--- Provided passage ---

10. The method of claim 9 wherein the at least one inertial sensor
is an accelerometer.
11. The method of claim 9 wherein the left earpiece and the right
earpiece further house at least one physiological sensor.
12. The method of claim 11 wherein the at least one physiological
sensor comprises a pulse oximeter.
13. The method of claim 9 wherein the altering is performed on a
computing device separate from the left earpiece and the right
earpiece.
14. The method of claim 13 wherein the computing device is a mobile
device.
15. The method of claim 14 wherein the mobile device is a mobile
phone.
16. A method comprising: providing a left earpiece and a right
earpiece each of the left and right earpiece housing a processor,
at least one speaker operatively connected to the processor, at
least one microphone operatively connected to the processor, an
inertial sensor operatively connected to the processor, and a
gestural control interface operatively connected to the processor;
establishing a point of view for a user within a sound sphere;
altering the point of view for the user within the sound sphere
from which the user would like to experience a plurality of sound
sources for increased immersive effect; processing through
algorithms the plurality of sound sources within the sound sphere
based on the selected point of view for the user to produce a left
sound signal for the left earpiece and a right sound signal for the
right earpiece using at least a processor of at least one of the
left earpiece and the right earpiece; sensing user gestures via the
gesture control interface of at least one of the left earpiece and
the right earpiece, wherein the gesture control interface of the at
least one of the left earpiece and the right earpiece may include
at least one emitter and at least one detector; reproducing the
left sound signal at the left earpiece and the right sound signal
at the right earpiece; and altering the perception of sound so it
is perceived as coming from the plurality of sound sources based
upon the selected point of view, wherein the plurality of sound
sources can be perceived as moving within the sound sphere
independent of the user's movement.

--- Data extract ---

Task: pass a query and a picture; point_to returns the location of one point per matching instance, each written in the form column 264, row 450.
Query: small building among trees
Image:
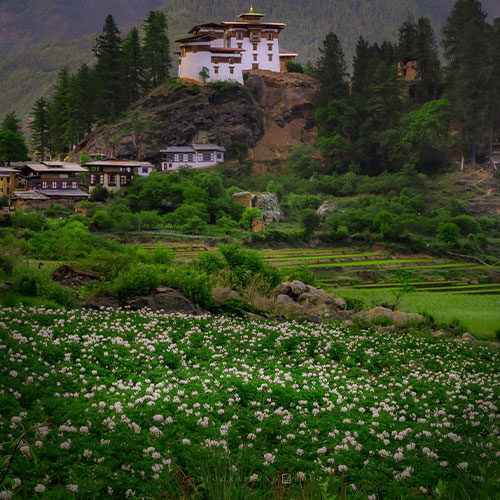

---

- _Short exercise_:
Can you repeat the stretch of the earpiece claims from "10. The method" through "a pulse oximeter.", swapping "accelerometer" for "gyroscope"?

- _Answer to this task_:
10. The method of claim 9 wherein the at least one inertial sensor
is an gyroscope.
11. The method of claim 9 wherein the left earpiece and the right
earpiece further house at least one physiological sensor.
12. The method of claim 11 wherein the at least one physiological
sensor comprises a pulse oximeter.